**EXERCISE DESCRIPTION**
Format every line of the rows below as a numbered list, skipping any blank lines. Leave the pictures out of your answer.

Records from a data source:

---

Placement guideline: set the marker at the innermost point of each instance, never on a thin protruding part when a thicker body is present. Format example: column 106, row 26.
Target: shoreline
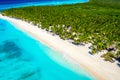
column 75, row 54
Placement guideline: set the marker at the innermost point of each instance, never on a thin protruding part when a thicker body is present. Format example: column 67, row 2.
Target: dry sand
column 78, row 55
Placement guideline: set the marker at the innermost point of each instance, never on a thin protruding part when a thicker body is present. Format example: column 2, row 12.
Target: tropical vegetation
column 96, row 22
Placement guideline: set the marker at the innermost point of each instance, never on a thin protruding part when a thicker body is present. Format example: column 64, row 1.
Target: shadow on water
column 10, row 51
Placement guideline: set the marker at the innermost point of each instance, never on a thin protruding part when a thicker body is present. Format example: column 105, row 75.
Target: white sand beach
column 78, row 55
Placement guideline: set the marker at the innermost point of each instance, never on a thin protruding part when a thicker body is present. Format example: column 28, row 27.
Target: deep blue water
column 6, row 4
column 24, row 58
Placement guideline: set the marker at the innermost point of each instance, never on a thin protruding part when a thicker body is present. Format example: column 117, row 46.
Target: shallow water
column 24, row 58
column 6, row 4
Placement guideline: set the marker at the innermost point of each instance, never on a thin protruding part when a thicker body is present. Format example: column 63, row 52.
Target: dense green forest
column 96, row 22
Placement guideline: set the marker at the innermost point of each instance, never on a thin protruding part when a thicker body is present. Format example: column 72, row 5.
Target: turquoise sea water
column 24, row 58
column 6, row 4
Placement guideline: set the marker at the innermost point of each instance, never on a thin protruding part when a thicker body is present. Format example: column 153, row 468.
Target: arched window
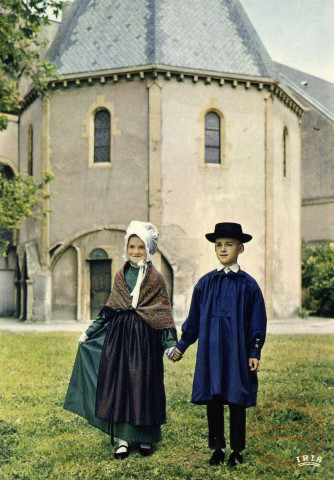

---

**CORRECT RESPONSE**
1. Placement guideline: set the marker at the innermost point of each instance, never on a thin protruding part when a thicker body is present. Format example: column 106, row 26.
2. Target: shoreline
3. column 75, row 54
4. Placement guideline: set the marker at the innermost point of each instance, never on a thin protruding part when a thicker body is present. Format example: column 67, row 2.
5. Target: dry sand
6. column 78, row 55
7. Placement guideline: set the marker at the innermost point of each instance, never on a thin protruding part when a thicker body is present. Format example: column 2, row 12.
8. Target: tropical vegetation
9. column 96, row 22
10. Placement guideline: set the marker at the innermost point of each instance, never on a thin protruding part when a thicker body is present. Format example: column 64, row 1.
11. Target: shadow on water
12. column 10, row 51
13. Placement guideline: set the marker at the innermost point of each instance, never on a thin protruding part when a thicker body is present. Format example: column 105, row 75.
14. Target: white sand beach
15. column 78, row 55
16. Placement guideline: set the marker at the innermost point of each instance, never on a thin protruding part when a thicker body is present. Format example: column 28, row 27.
17. Target: deep blue water
18. column 6, row 4
19. column 24, row 58
20. Placement guideline: set the marker at the innermost point of each instance, never on a thin protruding part when a thicker body is present. Format example: column 117, row 46.
21. Target: shallow water
22. column 24, row 58
23. column 6, row 4
24. Placement guideline: set the marker at the innermost point of each instance, never on a thin protruding part when a thicker body is present. Format example: column 63, row 52.
25. Target: dense green forest
26. column 96, row 22
27. Placement guideline: set the marker at the innermost point of each instance, never on a thin protruding part when a thicker body is present. Format example: column 72, row 5.
28. Target: turquoise sea water
29. column 24, row 58
30. column 6, row 4
31. Placement guideline: set the marker at the innermost point of each instance, never on a thin protruding part when a thicker body is present. Format example: column 153, row 468.
32. Target: arched window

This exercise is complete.